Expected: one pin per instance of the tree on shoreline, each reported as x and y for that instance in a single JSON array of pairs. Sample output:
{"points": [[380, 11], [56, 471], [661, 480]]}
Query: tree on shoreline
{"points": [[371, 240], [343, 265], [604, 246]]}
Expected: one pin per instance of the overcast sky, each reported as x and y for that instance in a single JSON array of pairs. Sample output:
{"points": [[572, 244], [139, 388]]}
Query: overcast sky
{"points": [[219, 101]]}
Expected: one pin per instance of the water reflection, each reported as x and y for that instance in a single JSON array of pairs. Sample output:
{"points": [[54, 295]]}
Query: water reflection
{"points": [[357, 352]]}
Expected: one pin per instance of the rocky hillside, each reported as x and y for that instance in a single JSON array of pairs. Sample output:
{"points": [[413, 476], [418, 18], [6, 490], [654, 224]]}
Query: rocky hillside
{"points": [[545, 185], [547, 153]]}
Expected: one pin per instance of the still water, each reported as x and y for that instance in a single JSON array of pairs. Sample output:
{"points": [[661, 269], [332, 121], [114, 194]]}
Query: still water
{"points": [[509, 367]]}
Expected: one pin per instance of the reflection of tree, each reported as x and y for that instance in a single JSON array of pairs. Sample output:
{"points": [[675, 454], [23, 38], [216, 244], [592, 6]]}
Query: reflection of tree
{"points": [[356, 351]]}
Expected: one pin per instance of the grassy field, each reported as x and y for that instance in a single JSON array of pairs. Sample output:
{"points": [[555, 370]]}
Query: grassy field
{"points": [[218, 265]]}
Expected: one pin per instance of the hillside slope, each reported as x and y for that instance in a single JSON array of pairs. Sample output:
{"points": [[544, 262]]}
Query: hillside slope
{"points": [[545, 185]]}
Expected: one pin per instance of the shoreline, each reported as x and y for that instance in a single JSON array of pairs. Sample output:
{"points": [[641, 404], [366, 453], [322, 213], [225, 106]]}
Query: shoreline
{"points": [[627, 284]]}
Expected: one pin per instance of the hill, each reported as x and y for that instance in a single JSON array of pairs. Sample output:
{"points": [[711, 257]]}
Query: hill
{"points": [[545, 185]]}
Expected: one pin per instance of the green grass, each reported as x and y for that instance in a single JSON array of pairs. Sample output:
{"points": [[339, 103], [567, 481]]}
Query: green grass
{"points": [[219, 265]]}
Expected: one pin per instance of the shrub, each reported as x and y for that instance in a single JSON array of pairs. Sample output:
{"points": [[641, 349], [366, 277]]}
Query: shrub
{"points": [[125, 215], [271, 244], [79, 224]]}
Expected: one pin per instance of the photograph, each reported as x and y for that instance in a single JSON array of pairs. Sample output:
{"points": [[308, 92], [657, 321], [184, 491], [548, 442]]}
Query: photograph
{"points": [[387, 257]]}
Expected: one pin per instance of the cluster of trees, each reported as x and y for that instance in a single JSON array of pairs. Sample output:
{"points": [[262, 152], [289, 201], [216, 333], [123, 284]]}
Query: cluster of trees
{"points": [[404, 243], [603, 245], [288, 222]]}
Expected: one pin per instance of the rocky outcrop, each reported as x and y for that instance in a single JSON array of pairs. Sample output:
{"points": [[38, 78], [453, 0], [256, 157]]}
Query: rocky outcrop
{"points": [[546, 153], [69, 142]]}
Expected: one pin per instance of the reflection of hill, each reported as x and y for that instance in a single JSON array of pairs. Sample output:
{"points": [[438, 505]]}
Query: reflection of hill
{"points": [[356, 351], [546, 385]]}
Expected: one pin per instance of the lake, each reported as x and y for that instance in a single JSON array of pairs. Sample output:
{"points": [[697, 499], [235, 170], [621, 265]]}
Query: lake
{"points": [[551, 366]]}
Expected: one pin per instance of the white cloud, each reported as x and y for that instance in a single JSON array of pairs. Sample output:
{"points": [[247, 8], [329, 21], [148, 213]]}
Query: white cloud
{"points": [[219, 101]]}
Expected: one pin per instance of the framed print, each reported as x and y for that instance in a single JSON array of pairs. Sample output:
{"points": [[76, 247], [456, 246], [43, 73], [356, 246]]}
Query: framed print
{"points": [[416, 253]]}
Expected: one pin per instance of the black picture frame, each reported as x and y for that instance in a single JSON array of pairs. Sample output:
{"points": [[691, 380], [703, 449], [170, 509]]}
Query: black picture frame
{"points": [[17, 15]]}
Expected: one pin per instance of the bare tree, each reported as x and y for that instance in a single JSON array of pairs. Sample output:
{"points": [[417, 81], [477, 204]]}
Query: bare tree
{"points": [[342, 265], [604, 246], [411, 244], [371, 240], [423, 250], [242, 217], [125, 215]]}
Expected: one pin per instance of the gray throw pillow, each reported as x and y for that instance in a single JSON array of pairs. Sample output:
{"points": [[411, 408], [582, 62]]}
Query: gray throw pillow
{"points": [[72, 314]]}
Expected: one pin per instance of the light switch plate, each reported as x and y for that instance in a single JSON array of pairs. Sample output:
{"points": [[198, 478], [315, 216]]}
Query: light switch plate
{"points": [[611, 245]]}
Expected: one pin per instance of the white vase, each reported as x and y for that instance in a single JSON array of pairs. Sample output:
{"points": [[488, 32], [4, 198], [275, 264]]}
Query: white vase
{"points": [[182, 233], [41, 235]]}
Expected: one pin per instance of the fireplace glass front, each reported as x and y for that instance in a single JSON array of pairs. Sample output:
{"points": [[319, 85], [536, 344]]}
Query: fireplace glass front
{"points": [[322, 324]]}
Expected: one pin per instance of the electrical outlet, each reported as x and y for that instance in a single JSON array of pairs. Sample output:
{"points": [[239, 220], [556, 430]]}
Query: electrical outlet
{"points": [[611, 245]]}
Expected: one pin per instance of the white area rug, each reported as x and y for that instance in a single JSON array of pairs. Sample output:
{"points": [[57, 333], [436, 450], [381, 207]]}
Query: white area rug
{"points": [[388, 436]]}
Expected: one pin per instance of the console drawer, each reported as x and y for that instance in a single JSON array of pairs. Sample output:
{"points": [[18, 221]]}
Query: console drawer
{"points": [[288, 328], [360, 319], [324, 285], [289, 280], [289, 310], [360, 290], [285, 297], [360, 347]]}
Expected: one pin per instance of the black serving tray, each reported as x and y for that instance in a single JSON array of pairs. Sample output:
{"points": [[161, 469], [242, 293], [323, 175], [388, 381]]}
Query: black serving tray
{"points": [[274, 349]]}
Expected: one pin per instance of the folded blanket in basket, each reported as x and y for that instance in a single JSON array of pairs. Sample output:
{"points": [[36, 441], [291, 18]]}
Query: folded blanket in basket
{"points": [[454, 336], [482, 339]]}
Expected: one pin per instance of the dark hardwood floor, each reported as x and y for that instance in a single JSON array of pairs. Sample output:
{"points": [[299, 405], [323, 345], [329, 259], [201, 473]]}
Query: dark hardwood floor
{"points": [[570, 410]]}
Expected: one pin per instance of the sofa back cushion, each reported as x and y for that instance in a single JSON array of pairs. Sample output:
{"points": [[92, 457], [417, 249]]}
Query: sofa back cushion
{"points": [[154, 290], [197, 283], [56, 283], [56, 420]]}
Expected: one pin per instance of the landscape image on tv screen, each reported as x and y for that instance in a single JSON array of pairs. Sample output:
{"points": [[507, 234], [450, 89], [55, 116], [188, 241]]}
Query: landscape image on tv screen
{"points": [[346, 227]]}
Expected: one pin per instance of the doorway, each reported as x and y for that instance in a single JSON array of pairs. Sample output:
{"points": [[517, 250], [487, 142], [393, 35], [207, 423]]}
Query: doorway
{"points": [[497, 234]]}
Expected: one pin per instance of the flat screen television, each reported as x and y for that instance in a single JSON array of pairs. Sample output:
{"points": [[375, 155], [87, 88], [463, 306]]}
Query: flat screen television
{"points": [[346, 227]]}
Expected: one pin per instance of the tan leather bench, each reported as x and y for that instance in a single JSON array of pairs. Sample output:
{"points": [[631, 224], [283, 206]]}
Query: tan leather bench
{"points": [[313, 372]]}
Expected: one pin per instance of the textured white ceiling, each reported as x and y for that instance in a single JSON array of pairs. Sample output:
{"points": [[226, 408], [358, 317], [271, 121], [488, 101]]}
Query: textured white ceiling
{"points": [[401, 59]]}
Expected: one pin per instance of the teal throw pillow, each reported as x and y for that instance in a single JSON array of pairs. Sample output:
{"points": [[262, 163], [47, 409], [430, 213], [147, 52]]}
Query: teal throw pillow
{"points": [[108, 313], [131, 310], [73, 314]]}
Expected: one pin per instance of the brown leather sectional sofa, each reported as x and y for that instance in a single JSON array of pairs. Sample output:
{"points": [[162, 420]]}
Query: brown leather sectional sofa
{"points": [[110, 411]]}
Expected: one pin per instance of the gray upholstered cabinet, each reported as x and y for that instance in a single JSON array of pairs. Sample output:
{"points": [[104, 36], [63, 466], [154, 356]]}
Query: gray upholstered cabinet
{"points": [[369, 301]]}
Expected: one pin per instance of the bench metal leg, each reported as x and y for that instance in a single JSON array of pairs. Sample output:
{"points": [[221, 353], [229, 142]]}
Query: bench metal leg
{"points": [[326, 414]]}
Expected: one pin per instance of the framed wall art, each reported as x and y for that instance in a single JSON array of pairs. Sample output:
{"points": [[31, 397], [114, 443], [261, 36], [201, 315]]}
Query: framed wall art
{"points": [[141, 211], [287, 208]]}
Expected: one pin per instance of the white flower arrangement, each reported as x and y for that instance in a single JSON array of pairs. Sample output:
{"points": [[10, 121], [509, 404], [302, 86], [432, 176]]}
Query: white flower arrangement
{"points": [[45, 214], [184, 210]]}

● ● ● ● ● ● ●

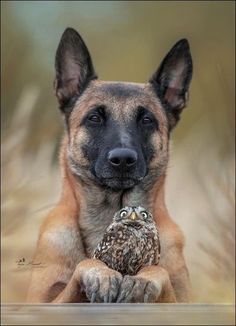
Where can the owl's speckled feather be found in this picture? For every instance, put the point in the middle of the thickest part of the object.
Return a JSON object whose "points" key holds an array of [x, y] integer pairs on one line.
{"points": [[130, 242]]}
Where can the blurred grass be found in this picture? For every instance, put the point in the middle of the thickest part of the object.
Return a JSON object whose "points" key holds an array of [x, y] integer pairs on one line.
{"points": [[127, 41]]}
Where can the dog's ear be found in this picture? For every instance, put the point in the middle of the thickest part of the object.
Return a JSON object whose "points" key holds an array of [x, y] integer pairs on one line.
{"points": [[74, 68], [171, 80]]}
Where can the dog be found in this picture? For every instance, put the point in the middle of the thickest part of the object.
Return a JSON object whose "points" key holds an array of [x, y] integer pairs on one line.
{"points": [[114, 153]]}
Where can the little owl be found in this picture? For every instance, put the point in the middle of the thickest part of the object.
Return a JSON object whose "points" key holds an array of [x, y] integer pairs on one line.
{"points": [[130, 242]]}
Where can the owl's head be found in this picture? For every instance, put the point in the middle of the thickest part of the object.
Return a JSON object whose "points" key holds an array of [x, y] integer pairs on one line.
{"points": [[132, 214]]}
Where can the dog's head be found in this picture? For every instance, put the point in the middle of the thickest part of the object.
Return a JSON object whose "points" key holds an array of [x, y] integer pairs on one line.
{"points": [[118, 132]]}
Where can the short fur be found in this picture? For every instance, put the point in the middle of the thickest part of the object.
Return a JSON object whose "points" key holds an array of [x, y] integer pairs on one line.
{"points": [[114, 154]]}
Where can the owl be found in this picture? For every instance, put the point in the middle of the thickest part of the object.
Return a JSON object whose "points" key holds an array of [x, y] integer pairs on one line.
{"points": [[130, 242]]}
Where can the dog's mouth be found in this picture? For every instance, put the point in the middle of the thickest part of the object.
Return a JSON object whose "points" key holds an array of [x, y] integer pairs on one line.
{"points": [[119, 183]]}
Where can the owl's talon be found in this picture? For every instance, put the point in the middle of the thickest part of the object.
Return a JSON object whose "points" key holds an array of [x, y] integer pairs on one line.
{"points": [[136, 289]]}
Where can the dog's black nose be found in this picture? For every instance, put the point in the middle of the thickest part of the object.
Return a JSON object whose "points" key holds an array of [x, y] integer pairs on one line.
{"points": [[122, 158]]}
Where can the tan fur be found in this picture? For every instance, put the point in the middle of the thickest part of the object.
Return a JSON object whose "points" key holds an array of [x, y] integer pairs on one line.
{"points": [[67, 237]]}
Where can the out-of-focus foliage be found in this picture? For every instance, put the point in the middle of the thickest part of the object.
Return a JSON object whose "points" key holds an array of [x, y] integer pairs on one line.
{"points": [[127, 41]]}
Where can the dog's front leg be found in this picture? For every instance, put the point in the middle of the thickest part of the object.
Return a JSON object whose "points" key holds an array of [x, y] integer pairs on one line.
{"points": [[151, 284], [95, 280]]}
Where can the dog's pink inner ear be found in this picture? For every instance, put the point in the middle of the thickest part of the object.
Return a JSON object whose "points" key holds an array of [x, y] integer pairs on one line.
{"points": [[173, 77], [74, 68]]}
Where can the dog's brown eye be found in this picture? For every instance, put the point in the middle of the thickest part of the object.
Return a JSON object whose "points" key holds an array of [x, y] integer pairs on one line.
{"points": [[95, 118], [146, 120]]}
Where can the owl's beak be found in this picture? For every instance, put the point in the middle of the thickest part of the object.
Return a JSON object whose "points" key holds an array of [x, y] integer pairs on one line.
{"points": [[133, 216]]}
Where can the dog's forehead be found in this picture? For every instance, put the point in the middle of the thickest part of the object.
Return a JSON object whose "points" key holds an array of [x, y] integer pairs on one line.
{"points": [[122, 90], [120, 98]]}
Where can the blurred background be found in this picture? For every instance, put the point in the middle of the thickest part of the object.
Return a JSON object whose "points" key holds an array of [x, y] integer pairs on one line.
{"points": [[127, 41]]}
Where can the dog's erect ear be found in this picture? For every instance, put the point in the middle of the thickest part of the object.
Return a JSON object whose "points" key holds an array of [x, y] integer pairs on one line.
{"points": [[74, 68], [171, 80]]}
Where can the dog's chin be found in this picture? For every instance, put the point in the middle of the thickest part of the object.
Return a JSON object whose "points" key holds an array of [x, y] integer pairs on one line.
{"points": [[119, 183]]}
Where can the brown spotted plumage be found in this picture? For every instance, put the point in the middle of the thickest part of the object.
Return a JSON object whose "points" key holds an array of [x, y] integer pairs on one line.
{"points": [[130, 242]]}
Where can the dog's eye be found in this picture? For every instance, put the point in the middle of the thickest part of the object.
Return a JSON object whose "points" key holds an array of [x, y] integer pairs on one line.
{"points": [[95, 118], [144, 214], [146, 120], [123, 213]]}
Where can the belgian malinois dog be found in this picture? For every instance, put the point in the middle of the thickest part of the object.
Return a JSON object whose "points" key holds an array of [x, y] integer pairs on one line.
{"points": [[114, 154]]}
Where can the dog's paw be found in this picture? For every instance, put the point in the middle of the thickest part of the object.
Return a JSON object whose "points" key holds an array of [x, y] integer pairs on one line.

● ● ● ● ● ● ●

**Work instruction**
What lines of the material above contain "blurred"? Return each of them.

**Answer to the exercise**
Where can the blurred grass be found in this picture? For every instance, put the point in the middle of the thickest part of the object.
Where can the blurred background be found in this picture? For every instance, put the point in the middle of the thickest part of the object.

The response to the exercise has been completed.